:: Aufgabe 1 ::
Gib die Datensätze von der Zeile mit „is the pickup“ bis einschließlich der Zeile mit „xmin=615 ymin=234 xmax=656 ymax=252“ als zweispaltige CSV mit den Spalten „Anfrage“ und „Antwort“ aus, eine Zeile pro Paar. Setze jedes Feld in Anführungszeichen und ersetze Zeilenumbrüche durch Leerzeichen.
+++ Vorliegender Text +++
Im Glukose-Prozess will die Verteidigung gegen das Urteil des Landgerichts Köln umfassend Revision zum Bundesgerichtshof (BGH) einlegen. Man halte die Entscheidung für unzutreffend und rechtsfehlerhaft.

Die Apothekerin wurde unter anderem wegen fahrlässiger Tötung verurteilt. Dabei habe selbst die Staatsanwaltschaft nach der umfangreichen Beweisaufnahme Freispruch beantragt, da die von ihr in der Anklage aufgestellten Hypothesen nicht haltbar gewesen seien, sagt Rechtsanwalt Morton Douglas.
+++
:: Aufgabe 2 ::
Wiederhole den Text zum Glukose-Prozess vollständig und wortgetreu.
+++ Vorliegende Datensätze +++
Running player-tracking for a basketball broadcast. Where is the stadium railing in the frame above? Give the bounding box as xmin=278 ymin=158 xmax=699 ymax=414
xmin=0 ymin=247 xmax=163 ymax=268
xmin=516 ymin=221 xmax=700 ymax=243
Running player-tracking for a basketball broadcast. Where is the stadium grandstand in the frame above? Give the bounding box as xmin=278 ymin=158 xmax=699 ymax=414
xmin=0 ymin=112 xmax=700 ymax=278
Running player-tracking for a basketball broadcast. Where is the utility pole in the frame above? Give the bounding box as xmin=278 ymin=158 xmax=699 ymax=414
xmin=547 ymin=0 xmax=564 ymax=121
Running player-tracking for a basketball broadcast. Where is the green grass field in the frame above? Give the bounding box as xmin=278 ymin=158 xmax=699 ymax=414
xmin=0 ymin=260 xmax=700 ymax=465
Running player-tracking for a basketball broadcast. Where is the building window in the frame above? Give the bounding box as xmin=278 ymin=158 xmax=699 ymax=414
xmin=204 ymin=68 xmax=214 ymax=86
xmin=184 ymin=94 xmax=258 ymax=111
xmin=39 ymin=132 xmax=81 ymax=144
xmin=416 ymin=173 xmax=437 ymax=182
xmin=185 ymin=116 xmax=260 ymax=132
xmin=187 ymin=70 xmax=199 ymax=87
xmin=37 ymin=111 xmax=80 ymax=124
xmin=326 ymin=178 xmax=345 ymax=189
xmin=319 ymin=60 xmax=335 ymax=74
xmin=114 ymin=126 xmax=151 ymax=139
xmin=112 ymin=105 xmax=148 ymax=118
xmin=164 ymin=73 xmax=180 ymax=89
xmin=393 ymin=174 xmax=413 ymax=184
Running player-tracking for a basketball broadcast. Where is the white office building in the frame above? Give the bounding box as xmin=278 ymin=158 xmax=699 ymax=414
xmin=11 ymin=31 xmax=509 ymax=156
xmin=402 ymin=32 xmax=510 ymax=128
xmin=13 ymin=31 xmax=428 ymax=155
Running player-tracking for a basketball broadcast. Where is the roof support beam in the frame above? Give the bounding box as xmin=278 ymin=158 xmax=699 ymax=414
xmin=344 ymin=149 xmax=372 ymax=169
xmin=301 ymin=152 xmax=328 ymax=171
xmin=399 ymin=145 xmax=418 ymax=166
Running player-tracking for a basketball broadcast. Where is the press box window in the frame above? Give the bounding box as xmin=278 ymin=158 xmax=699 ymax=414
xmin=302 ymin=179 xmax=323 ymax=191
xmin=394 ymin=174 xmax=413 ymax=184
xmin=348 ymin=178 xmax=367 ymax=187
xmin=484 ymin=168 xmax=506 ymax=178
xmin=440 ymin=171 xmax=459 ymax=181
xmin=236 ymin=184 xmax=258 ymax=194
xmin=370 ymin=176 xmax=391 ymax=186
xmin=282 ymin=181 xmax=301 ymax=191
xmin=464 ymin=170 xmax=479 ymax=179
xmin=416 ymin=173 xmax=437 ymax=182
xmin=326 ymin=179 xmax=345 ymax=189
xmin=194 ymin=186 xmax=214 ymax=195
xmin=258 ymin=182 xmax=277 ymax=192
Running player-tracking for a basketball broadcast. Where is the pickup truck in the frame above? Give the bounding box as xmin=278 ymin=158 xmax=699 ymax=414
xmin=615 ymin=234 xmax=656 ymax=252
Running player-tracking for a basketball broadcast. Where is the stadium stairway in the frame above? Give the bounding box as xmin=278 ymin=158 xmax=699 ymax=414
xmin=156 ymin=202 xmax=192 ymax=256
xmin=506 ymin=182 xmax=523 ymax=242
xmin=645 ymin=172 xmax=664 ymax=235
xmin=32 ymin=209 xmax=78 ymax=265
+++
:: Endergebnis 1 ::
Anfrage,Antwort
"Running player-tracking for a basketball broadcast. Where is the pickup truck in the frame above? Give the bounding box as xmin=278 ymin=158 xmax=699 ymax=414","xmin=615 ymin=234 xmax=656 ymax=252"

:: Endergebnis 2 ::
Im Glukose-Prozess will die Verteidigung gegen das Urteil des Landgerichts Köln umfassend Revision zum Bundesgerichtshof (BGH) einlegen. Man halte die Entscheidung für unzutreffend und rechtsfehlerhaft.

Die Apothekerin wurde unter anderem wegen fahrlässiger Tötung verurteilt. Dabei habe selbst die Staatsanwaltschaft nach der umfangreichen Beweisaufnahme Freispruch beantragt, da die von ihr in der Anklage aufgestellten Hypothesen nicht haltbar gewesen seien, sagt Rechtsanwalt Morton Douglas.